═════ TEXT PROVIDED ═════

Tuesday, October 9, 2012 by Elizabeth Pagano

An Austin nonprofit organization is leading an effort to raise $150,000 in private funds to make improvements to Mount Bonnell at Covert Park. However, the City of Austin’s Parks and Recreation Department is reluctant to sign off on the agreement after commissioners with the city’s Historic Landmark Commission balked at the idea.

 

Indeed, hesitation by some commissioners has prompted Parks department officials to withdraw their application to make the improvements, including replacing a weathered monument that commemorates the Covert family’s 1938 gift of 5.3 acres to Travis County.

 

Assistant Director of the Parks and Recreation Department, Kimberly McNeely told In Fact Daily that her department hoped to figure out a better plan with the West Point Society of Central Texas, the group that wants to make the improvements, based on the feedback from the city’s Historic Landmark Commission’s Certificate of Appropriateness Committee.

 

Appropriateness Committee members were divided in their opinions, with commissioners Terri Myers and Meghan Kleon saying they could see several sides to the issue.

 

The limestone marker has badly deteriorated over the years. The Covert family has pledged the initial funds for replacement of the marker with an exact replica constructed out of granite.

 

The family hopes the new marker will last for hundreds of years. They further note that while the original marker could be repaired, it would be unlikely to survive for any length of time when exposed to the elements.

 

The West Point Society of Central Texas is spearheading the overall project, which would replace the 1938 marker in the first phase and do landscaping, and build a dais and seating in the second. The organization has adopted the park as part of the parks department’s “Adopt-a-Park” program. With an initial pledge of about $20,000 from the Covert family, in-kind contributions and a grant from the Austin Parks Foundation, the approximately $150,000 project would not use any city funds.

 

Myers said that she thought that what was landmarked on the site was something “less tangible” than the physical features of the park, which from its summit of more than 700 feet offers a commanding view of western Austin overlooking the Colorado River. “It’s something that is the view, or the experience of climbing up there and seeing that magnificent view,” Myers said.

 

Commission Chair Laurie Limbacher wasn’t so sure. “I’m just offering you my opinion, which I believe you asked for when you came,” she said. “That was the 19th century experience, that was the experience in the ‘30s, when this park was done, and somehow we’ve gone pretty far afield from what I think is our period of significance here.”

 

She called the original marker “a central part of the historic experience,” as well as a landmarked monument.

 

Fred Bothwell, who is the Mount Bonnell project manager for the West Point Society, summed the situation. “I commend your fidelity to the muse of history,” he told Limbacher, “but I think it’s sad, and I think the Coverts are extremely sad.”

 

Bothwell said that the marker had effectively been “demolished by neglect.”

 

“History didn’t stop in 1938,” said Bothwell. “This is the same family, with people who were living when the original marker was put there who would like to sustain their gift. And it may be one of the most significant gifts ever given to the people of Travis County and the City of Austin. … A piece of property that is worth $5 to $10 million, and yet the public sector could not adequately maintain the sole feature of it that existed in 1938.”

═════ STORED ROWS ═════

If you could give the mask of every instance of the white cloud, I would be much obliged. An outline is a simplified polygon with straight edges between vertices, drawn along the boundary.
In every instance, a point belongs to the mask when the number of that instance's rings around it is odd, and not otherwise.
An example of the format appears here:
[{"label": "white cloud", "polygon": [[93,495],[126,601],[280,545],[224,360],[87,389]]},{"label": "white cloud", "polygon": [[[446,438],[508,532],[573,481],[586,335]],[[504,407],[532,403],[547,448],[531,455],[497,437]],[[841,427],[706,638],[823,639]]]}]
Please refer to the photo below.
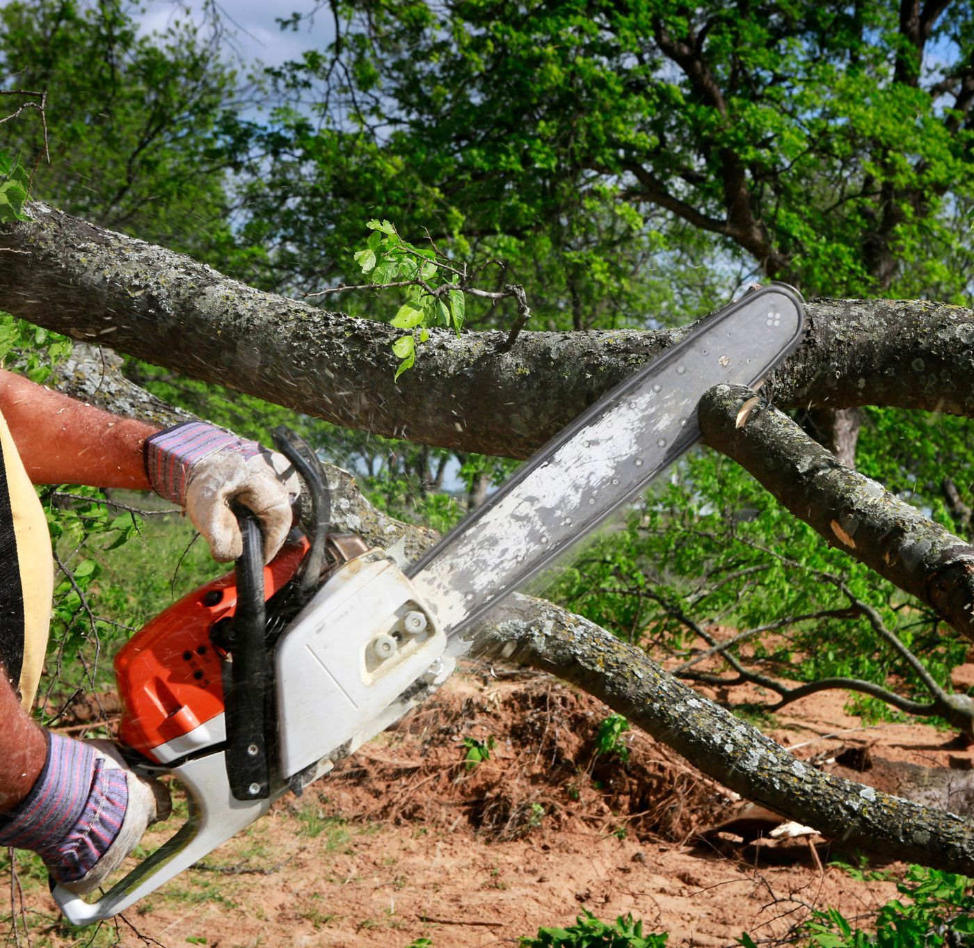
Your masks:
[{"label": "white cloud", "polygon": [[[3,0],[0,0],[2,3]],[[310,6],[308,0],[295,6]],[[191,16],[203,22],[202,0],[149,0],[141,14],[135,14],[142,33],[162,32],[177,17]],[[282,31],[277,18],[287,17],[292,5],[267,0],[219,0],[217,10],[227,33],[228,57],[239,57],[250,64],[260,60],[266,65],[280,65],[297,59],[305,50],[324,49],[334,38],[335,30],[327,11],[319,11],[311,22],[303,21],[296,32]]]}]

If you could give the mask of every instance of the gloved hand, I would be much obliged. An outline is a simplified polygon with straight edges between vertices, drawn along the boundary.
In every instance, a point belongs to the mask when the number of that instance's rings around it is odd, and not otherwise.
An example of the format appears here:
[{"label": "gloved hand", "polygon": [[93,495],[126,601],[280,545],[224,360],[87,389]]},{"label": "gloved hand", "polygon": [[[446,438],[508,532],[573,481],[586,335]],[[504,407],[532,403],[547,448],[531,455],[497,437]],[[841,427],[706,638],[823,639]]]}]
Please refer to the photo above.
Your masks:
[{"label": "gloved hand", "polygon": [[185,507],[214,560],[236,560],[244,551],[231,501],[260,521],[264,563],[274,559],[291,529],[300,479],[283,455],[256,441],[203,421],[185,421],[146,440],[145,468],[157,493]]},{"label": "gloved hand", "polygon": [[111,742],[49,734],[44,768],[9,815],[0,843],[38,853],[55,882],[85,894],[169,810],[163,784],[136,777]]}]

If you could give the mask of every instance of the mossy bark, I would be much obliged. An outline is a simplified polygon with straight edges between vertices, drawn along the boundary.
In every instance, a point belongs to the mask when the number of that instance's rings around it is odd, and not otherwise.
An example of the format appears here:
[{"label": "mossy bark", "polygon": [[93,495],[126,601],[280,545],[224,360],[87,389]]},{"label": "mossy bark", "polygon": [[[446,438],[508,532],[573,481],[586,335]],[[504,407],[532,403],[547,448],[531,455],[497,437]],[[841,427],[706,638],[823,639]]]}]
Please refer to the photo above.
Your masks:
[{"label": "mossy bark", "polygon": [[711,388],[699,419],[706,443],[750,471],[796,517],[974,638],[974,547],[844,467],[750,388]]},{"label": "mossy bark", "polygon": [[[507,352],[505,333],[433,331],[396,383],[399,330],[261,293],[43,204],[29,211],[0,227],[0,309],[337,424],[456,450],[530,456],[688,331],[522,333]],[[782,407],[974,413],[971,310],[824,300],[808,315],[805,345],[767,383]]]}]

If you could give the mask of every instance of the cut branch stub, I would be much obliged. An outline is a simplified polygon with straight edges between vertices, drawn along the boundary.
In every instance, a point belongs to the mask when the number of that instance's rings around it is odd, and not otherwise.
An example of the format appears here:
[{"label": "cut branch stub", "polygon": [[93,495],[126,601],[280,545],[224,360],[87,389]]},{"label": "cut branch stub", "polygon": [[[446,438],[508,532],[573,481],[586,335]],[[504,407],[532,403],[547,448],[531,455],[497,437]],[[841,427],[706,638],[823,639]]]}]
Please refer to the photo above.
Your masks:
[{"label": "cut branch stub", "polygon": [[974,638],[974,547],[880,484],[843,466],[787,416],[765,406],[737,427],[750,388],[717,385],[700,402],[706,444],[737,461],[796,517]]}]

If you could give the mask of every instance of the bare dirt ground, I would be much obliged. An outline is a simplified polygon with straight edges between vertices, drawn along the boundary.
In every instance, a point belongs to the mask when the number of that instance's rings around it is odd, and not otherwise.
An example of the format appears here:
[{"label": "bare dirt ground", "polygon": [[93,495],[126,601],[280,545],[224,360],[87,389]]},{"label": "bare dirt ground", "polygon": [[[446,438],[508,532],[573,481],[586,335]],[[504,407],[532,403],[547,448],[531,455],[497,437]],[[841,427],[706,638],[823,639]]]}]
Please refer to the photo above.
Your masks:
[{"label": "bare dirt ground", "polygon": [[[754,697],[720,695],[731,705]],[[893,791],[974,764],[951,733],[863,727],[843,702],[815,695],[761,726],[803,759]],[[742,931],[780,937],[808,906],[865,920],[895,893],[905,866],[874,862],[887,878],[856,881],[830,865],[839,854],[820,837],[701,839],[740,805],[641,733],[624,735],[628,762],[597,756],[607,714],[545,676],[456,675],[334,776],[280,801],[98,931],[59,923],[43,872],[19,857],[25,913],[10,942],[406,948],[425,937],[433,948],[472,948],[517,945],[586,909],[606,920],[631,912],[673,946],[717,948]],[[489,759],[468,767],[465,739],[491,738]],[[837,755],[859,766],[865,758],[869,769],[841,768]],[[769,825],[752,820],[744,835]],[[152,840],[170,833],[154,830]]]}]

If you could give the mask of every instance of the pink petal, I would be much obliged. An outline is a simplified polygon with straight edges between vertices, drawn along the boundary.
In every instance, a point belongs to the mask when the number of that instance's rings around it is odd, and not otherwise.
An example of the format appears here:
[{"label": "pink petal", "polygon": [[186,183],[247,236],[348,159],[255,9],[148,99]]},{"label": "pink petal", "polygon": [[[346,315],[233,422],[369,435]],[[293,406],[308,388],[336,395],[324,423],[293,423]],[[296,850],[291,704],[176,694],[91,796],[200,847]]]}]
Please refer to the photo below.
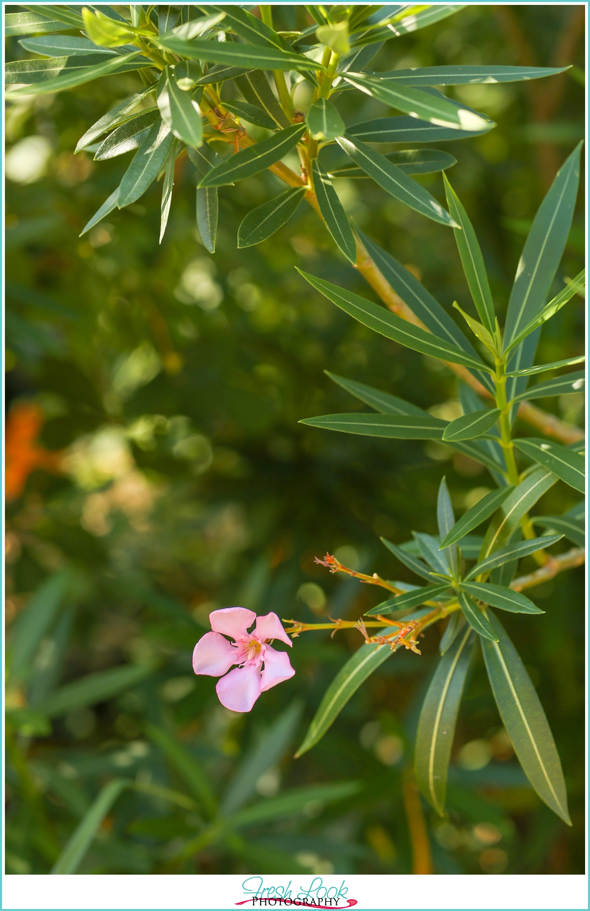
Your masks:
[{"label": "pink petal", "polygon": [[255,619],[256,615],[254,610],[247,610],[245,608],[223,608],[222,610],[213,610],[212,614],[209,615],[213,632],[223,632],[224,636],[231,636],[232,639],[247,636],[248,627],[252,626]]},{"label": "pink petal", "polygon": [[[233,670],[232,673],[235,673],[235,671]],[[295,670],[291,667],[289,656],[286,651],[277,651],[276,649],[272,649],[270,645],[267,645],[266,654],[264,655],[264,670],[263,670],[260,681],[260,691],[264,692],[264,690],[270,690],[272,686],[276,686],[277,683],[282,683],[283,681],[288,681],[289,677],[293,677],[294,674]],[[221,681],[219,682],[221,683]],[[217,685],[219,686],[219,683]]]},{"label": "pink petal", "polygon": [[221,677],[237,660],[237,649],[218,632],[206,632],[199,640],[192,652],[192,670],[195,674]]},{"label": "pink petal", "polygon": [[231,711],[250,711],[260,696],[260,669],[254,665],[234,668],[215,687],[222,705]]},{"label": "pink petal", "polygon": [[293,645],[293,642],[283,629],[280,619],[276,614],[272,612],[266,614],[265,617],[258,618],[254,635],[261,639],[263,642],[265,639],[280,639],[286,645]]}]

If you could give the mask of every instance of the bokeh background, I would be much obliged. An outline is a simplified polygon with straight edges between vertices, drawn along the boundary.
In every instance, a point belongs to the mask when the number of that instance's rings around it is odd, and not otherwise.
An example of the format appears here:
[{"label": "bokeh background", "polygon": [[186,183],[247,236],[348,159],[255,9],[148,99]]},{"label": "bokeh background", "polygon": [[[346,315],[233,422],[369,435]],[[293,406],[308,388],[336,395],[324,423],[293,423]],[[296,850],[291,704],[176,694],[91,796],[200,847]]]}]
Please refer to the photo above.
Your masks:
[{"label": "bokeh background", "polygon": [[[275,15],[278,27],[306,25],[302,7]],[[458,159],[449,176],[476,228],[501,311],[533,215],[584,136],[583,34],[583,6],[470,5],[390,41],[374,61],[376,69],[575,65],[538,82],[450,90],[498,123],[486,136],[440,148]],[[7,59],[24,56],[17,39],[7,39]],[[410,581],[378,536],[399,543],[411,529],[435,532],[443,475],[459,514],[493,485],[484,469],[438,444],[297,423],[358,406],[325,369],[435,405],[444,416],[456,416],[456,389],[440,363],[369,333],[297,275],[301,266],[373,298],[309,208],[270,241],[236,249],[248,208],[279,189],[272,175],[221,189],[214,255],[196,230],[195,171],[186,158],[161,246],[159,185],[78,237],[128,157],[93,163],[73,149],[139,84],[136,74],[109,77],[7,107],[5,617],[8,648],[17,641],[20,650],[7,690],[7,871],[47,872],[113,778],[186,790],[181,763],[146,733],[151,723],[232,805],[301,785],[354,780],[363,789],[253,824],[183,860],[180,848],[200,831],[199,807],[129,791],[81,873],[409,873],[409,831],[422,817],[437,874],[582,873],[583,568],[532,592],[543,617],[506,617],[557,742],[571,829],[521,772],[481,656],[460,714],[446,817],[404,799],[436,630],[421,657],[397,654],[383,664],[296,761],[326,686],[361,644],[357,633],[295,640],[295,676],[248,715],[224,710],[215,680],[192,674],[192,648],[211,610],[240,604],[306,621],[357,619],[378,592],[331,577],[315,556],[336,552],[353,568]],[[304,107],[305,97],[298,102]],[[345,93],[339,107],[347,123],[388,113],[357,92]],[[440,175],[419,179],[444,199]],[[465,304],[450,230],[370,180],[340,184],[347,212],[365,230],[443,304]],[[584,264],[578,210],[558,278]],[[580,304],[552,321],[539,360],[583,351]],[[583,422],[582,394],[540,404]],[[562,512],[574,498],[559,482],[539,507]],[[123,672],[119,683],[101,676],[113,670]],[[62,690],[88,674],[98,676],[86,695]],[[25,711],[51,700],[49,725]]]}]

═════

> GOAL A
According to the report on Mount Bonnell, why does the Covert family favor replacing the 1938 marker with a granite replica instead of repairing the original?
> GOAL B
Resume the report on Mount Bonnell, picking up right after its final sentence.

> EXERCISE OUTPUT A
The family notes that although the original limestone marker could be repaired, it would be unlikely to survive for any length of time when exposed to the elements. They hope a new granite marker will last for hundreds of years.

> EXERCISE OUTPUT B
 

Bothwell suggested committee members follow the example of the Rosetta Stone, preserving the original against the elements in a protected area or museum, and making a replica that could sit on the original spot. Still, Limbacher wouldn’t budge. “In my view, it’s inappropriate to contemplate moving this monument,” Limbacher said.

 

Separately, the local West Point Society has received publicity for its request that the Texas Historical Commission change a 1969 marker on the site that states Mount Bonnell was named for George Bonnell, author, publisher and militiaman who moved to Austin in late 1839, and was killed in 1842. According to an organization web page, the discovery of additional information indicates that the mountain was most likely named in 1839 by Texas Secretary of War Albert Sidney Johnston to honor his colleague and fellow West Point graduate Joseph Bonnell.

 

Commissioners and the city’s Preservation Office have remained tight-lipped about the project to fund improvements to Mount Bonnell since it was heard. “I don’t really feel comfortable discussing it because the application does not exist,” said Preservation Officer Steve Sadowsky, who repeated “the application has been withdrawn” as an answer to all other questions asked by In Fact Daily.

 

Limbacher also declined to comment on the case.

 

The Coverts have no interest in paying for the restoration of the original limestone. Without their initial funds, the rest of the project will not happen.

 

Bothwell told In Fact Daily that the project is currently at a “hard stop.”

 

West Point Society Member Stan Bacon said that, after being shot down by the Certificate of Appropriateness committee, his group asked the Parks department to bring the case before the whole Commission, with the understanding that if it was rejected, there was a process of appeal to City Council. This did not happen. Instead, PARD withdrew the case in advance of the meeting.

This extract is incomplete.